Court of Appeals of the State of New York
Apr 1, 1852
6 N.Y. 190 (N.Y. 1852)

Opinion

April Term, 1852

H. Hogeboom, for appellant.

J.H. Reynolds, for respondents.





The judgment of the surrogate, in admitting the will in this case, (which relates only to personal property,) to probate, is the decision of a court of competent and exclusive jurisdiction, which cannot be impeached collaterally. (2 R.S. 61, § 29; 7 Paige, 397; 3 Barb. Ch. R. 481.)

The twenty-ninth section of the statute, (2 R.S. 61,) declaring the probate of wills of personal property conclusive, does not necessarily conflict with the eighteenth section of the act of 1837, which makes the fifteenth section of the revised statutes in relation to wills of real estate, applicable to wills of personal property. The section last mentioned provides "that wills proved according "to the previous provisions of the act, shall have a certificate "indorsed thereon, signed by the surrogate and attested by his "seal of office, and may be read in evidence without any further "proof thereof."

****

Jobs =>
1. Please decide whether each statement agrees with the 1852 opinion, answering yes or no and quoting the words that settle it: (a) the will in this case concerned only personal property; (b) the surrogate's judgment may be impeached collaterally; (c) the twenty-ninth section necessarily conflicts with the eighteenth section of the act of 1837.
2. According to the 1852 opinion, why can't the surrogate's judgment admitting the will to probate be impeached collaterally?
The listing has no connection to the 1852 opinion.

Source data =>
****

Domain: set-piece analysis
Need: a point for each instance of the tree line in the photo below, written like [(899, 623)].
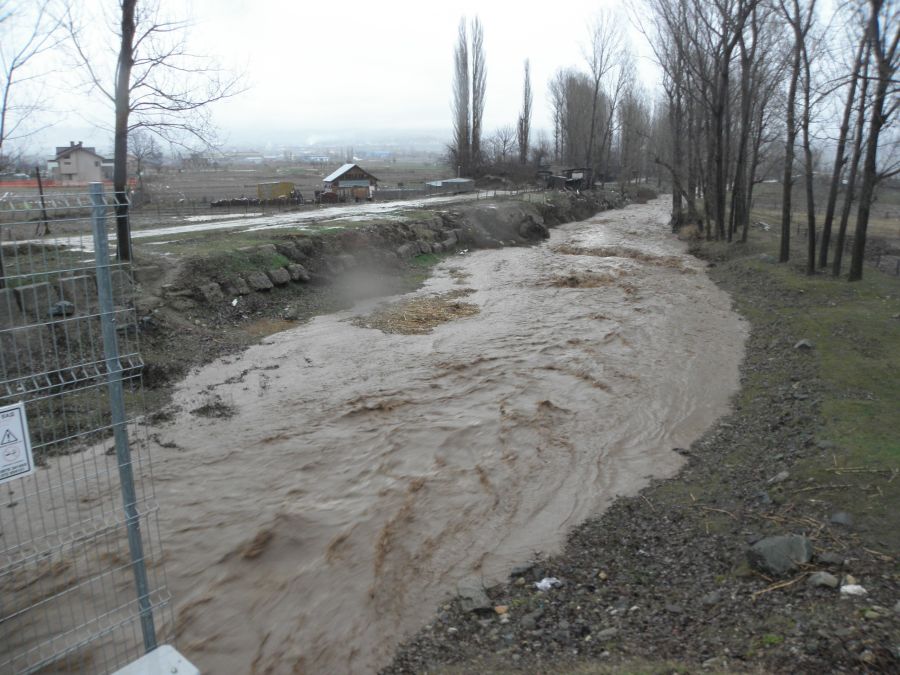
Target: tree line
[(602, 119), (153, 85), (749, 92), (748, 83)]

****

Answers for this exercise =>
1.
(a) Yes: "which relates only to personal property"
(b) No: "which cannot be impeached collaterally"
(c) No: "does not necessarily conflict with the eighteenth section of the act of 1837"

2. The surrogate's judgment is the decision of a court of competent and exclusive jurisdiction, so it cannot be impeached collaterally.